**Given exercise:**
In the records below, find the line containing "The function indicates a point for each instance of the turned". Output it and every line after it to the end, unchanged, with no pictures.

**Working data:**

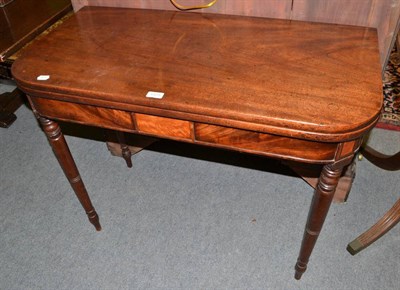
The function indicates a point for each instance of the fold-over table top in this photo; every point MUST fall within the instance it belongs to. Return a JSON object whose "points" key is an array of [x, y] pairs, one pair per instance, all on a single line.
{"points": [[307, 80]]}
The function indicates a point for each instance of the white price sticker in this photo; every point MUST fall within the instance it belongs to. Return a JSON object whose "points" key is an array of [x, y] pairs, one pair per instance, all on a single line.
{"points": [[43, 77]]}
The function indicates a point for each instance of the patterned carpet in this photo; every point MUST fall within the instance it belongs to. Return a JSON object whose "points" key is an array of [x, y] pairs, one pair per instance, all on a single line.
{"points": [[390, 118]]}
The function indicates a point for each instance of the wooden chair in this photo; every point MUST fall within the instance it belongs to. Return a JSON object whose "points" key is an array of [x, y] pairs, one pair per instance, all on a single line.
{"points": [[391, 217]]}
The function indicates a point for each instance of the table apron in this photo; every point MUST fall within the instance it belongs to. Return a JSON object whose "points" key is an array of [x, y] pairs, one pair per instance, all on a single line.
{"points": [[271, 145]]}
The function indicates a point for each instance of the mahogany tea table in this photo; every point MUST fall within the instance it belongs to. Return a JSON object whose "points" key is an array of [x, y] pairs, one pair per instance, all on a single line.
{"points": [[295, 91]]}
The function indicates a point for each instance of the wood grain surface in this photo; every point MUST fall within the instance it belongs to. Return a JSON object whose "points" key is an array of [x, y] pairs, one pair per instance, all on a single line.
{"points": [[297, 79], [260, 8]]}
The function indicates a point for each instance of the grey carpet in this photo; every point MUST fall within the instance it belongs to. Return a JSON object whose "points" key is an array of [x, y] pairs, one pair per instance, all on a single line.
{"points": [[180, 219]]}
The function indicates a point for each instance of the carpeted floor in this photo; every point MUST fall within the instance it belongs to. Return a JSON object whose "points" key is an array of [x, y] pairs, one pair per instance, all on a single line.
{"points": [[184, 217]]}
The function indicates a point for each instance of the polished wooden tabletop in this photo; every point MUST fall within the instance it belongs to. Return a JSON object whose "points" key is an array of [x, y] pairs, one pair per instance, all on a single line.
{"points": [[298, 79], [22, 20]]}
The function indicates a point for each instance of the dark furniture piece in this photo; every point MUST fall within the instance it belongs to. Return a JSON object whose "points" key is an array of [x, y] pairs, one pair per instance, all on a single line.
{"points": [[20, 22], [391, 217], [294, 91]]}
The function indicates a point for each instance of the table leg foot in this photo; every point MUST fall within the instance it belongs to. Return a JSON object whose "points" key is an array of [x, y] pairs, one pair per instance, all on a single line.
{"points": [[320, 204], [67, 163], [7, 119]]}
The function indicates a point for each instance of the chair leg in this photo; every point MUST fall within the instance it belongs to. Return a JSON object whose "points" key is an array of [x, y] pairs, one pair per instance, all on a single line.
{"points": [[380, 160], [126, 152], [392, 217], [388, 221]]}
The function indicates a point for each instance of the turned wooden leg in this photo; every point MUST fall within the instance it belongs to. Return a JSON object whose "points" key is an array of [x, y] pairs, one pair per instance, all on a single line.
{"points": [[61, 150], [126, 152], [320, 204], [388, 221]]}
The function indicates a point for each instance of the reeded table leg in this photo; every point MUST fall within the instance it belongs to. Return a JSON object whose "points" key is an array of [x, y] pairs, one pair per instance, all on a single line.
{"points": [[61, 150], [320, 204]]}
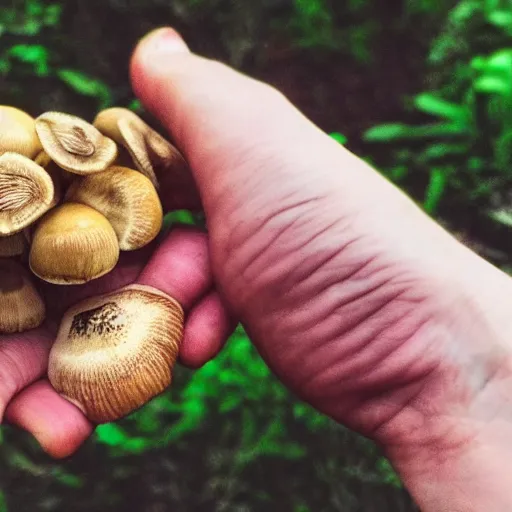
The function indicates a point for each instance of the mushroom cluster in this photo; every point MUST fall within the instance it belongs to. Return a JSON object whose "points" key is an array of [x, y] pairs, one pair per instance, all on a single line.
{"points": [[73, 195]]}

**The response:**
The function indicates a point for each instance of the turned wooden leg in this photo; every point MUST fall within the instance it belongs to. Return a JSON object whose "points" key is an array of [x, y] pairs, one pair per instance, all on a single line.
{"points": [[61, 150], [126, 152], [320, 204], [388, 221]]}
The function indicates a point for each instance of the reeded table leg in this photo; every point MUST fall within the instance it belongs to. Return a JSON object whose "points" key is an array of [x, y] pairs, one pair per instance, all on a single line.
{"points": [[61, 150], [320, 204]]}
The function indicates a point for each instance of the mushroom cluster in this photo; every point MUST fall within the instance it belongs to. Return a JSON object whose "points" key is an array of [x, y] pairs, one pair per instance, all on a single line.
{"points": [[73, 195]]}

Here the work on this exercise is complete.